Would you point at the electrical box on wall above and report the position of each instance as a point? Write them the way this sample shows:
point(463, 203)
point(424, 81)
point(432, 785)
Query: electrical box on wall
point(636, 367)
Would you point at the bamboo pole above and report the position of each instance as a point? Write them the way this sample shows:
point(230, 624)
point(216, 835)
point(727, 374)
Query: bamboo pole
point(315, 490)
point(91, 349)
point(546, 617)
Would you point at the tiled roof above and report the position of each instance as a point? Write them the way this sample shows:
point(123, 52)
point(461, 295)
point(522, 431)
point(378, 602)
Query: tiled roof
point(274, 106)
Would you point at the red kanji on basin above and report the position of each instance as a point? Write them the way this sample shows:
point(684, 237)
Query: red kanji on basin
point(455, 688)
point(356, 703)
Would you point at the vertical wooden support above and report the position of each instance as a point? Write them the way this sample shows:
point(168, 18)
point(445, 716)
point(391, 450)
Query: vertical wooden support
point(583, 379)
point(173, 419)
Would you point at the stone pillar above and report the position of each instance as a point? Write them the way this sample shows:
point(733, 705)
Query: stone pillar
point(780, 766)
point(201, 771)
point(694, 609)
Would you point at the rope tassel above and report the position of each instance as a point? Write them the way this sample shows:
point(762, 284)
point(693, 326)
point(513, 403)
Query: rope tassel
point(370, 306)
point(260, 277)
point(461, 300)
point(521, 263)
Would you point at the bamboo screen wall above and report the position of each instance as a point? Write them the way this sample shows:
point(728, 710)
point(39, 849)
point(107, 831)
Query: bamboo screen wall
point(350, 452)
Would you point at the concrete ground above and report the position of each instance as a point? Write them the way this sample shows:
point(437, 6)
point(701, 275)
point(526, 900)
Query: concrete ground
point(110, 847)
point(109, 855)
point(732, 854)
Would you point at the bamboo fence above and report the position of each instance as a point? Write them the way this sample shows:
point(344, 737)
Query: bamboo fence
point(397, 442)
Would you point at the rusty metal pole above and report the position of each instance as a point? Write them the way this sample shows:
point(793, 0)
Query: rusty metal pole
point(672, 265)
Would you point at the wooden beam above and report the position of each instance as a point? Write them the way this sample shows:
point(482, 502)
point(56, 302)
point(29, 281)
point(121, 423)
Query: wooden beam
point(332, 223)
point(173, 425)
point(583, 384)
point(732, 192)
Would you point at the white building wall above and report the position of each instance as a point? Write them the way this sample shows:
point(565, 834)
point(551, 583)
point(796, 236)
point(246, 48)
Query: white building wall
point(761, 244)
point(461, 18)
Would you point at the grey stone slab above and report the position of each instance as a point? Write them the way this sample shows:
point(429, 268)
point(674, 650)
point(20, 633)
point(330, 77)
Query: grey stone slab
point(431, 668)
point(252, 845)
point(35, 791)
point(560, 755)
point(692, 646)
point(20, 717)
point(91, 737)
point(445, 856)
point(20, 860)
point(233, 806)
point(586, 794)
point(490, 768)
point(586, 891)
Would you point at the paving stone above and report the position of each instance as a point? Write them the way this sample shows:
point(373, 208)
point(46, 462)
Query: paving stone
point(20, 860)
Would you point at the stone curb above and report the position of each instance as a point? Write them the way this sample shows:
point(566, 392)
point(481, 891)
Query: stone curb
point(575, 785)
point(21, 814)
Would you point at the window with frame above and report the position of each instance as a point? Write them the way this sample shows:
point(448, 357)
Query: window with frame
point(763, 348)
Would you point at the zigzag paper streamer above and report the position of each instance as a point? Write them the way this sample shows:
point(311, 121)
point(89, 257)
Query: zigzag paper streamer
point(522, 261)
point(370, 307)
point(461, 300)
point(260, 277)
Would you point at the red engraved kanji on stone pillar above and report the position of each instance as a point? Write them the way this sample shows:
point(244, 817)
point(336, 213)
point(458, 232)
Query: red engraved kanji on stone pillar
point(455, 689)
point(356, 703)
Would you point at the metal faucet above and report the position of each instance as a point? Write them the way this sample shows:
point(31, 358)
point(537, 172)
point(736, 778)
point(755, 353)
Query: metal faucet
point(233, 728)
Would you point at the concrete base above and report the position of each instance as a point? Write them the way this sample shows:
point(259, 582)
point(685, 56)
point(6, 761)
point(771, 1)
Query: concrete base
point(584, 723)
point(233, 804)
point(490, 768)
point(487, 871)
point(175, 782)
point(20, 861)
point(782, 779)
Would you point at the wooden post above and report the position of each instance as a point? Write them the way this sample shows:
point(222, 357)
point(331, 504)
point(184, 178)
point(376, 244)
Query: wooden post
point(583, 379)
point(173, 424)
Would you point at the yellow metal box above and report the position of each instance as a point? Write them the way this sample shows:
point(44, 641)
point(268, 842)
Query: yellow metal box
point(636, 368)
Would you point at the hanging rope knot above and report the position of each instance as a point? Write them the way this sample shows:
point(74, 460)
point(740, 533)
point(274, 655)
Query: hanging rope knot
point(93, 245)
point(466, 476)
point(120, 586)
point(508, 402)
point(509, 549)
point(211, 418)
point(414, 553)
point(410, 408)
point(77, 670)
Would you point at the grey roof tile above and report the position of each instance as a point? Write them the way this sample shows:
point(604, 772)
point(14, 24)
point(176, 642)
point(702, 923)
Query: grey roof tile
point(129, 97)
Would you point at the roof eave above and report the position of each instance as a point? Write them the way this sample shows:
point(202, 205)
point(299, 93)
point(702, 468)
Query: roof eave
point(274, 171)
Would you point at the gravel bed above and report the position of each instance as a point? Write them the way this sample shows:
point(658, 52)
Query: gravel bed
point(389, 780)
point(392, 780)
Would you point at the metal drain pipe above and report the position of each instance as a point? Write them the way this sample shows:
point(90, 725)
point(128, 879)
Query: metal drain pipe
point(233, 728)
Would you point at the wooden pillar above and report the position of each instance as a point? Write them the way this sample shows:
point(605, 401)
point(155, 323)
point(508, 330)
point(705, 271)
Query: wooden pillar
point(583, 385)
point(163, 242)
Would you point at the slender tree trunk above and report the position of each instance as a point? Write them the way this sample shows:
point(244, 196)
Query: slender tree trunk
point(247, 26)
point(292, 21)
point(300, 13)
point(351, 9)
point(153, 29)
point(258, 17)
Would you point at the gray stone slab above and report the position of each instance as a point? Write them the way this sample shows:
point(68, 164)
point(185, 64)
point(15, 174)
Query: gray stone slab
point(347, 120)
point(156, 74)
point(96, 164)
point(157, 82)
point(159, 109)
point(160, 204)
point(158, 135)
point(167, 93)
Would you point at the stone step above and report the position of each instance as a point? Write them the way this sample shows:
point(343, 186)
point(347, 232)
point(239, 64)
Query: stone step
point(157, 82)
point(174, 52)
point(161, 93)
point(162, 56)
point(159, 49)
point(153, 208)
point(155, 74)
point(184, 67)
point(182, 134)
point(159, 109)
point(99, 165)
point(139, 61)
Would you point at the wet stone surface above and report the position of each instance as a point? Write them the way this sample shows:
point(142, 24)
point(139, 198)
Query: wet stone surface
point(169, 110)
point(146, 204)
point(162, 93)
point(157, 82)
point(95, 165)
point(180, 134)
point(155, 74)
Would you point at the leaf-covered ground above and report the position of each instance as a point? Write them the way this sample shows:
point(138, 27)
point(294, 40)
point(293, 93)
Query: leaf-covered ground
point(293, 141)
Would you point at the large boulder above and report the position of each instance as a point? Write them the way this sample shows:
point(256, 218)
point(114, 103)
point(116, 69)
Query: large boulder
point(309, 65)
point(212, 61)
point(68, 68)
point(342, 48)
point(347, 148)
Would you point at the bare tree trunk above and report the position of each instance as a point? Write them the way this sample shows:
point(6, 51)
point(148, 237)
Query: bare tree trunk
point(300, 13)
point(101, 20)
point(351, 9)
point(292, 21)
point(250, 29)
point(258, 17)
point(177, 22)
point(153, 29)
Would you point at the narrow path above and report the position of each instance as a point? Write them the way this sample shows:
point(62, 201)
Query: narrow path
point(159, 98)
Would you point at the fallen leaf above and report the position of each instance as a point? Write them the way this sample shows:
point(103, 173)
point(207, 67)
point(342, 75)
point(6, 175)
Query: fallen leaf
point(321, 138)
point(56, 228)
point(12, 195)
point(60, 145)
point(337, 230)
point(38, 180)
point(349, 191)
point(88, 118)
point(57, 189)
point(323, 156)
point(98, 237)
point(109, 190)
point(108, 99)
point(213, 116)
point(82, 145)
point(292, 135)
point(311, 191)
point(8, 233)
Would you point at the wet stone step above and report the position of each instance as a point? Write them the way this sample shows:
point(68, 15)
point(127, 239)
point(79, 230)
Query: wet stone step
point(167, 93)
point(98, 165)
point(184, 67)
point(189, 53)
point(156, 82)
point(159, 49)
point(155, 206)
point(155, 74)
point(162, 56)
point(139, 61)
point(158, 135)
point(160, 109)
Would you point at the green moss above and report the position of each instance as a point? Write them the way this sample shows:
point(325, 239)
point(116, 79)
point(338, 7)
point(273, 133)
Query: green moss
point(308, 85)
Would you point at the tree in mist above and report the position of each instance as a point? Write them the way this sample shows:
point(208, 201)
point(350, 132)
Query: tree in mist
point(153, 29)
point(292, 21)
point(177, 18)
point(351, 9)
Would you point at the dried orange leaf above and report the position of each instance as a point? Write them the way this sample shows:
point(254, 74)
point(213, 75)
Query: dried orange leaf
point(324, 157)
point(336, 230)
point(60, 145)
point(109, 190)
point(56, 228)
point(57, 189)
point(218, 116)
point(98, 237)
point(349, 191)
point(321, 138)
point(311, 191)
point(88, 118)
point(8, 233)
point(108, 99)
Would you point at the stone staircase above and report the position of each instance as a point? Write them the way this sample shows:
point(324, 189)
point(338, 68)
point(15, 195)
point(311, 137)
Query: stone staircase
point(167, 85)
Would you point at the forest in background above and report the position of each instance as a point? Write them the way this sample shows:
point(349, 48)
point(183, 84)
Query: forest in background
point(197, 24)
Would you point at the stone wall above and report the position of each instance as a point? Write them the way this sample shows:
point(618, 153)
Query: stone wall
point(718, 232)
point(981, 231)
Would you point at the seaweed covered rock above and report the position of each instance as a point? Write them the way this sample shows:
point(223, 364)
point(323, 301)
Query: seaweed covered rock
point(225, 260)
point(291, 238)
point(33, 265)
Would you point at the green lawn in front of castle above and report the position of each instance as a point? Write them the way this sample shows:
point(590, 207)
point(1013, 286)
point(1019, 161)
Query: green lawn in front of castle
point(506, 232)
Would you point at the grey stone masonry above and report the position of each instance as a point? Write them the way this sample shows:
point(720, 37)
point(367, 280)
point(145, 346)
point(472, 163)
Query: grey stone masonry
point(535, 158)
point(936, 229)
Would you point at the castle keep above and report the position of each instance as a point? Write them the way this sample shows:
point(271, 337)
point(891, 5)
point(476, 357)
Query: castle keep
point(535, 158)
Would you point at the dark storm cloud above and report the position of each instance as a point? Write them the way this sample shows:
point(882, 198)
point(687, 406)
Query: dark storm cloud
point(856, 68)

Job: Reproduce every line from the line with "Would you point at the tiled" up to and including the line with "point(694, 609)", requests included, shifting each coordinate in the answer points by -74. Leave the sample points inside the requests unchanged.

Complete output:
Would you point at the tiled roof above and report the position of each instance as a point? Write them the way this sample shows:
point(123, 52)
point(461, 295)
point(522, 431)
point(378, 602)
Query: tiled roof
point(200, 32)
Would you point at the red kanji on basin above and report the position of each instance as a point? Write them the way this sample shows:
point(684, 237)
Query: red kanji on basin
point(381, 614)
point(282, 629)
Would you point at the vertical wooden support above and report the position of each instance as a point? Write them the way this sample shows:
point(168, 18)
point(445, 716)
point(391, 450)
Query: vertical wooden support
point(509, 305)
point(99, 345)
Would you point at the stone pillar above and report the position of each instance as a point? Write them the way this sample shows:
point(733, 705)
Query: stone pillar
point(706, 692)
point(127, 697)
point(620, 535)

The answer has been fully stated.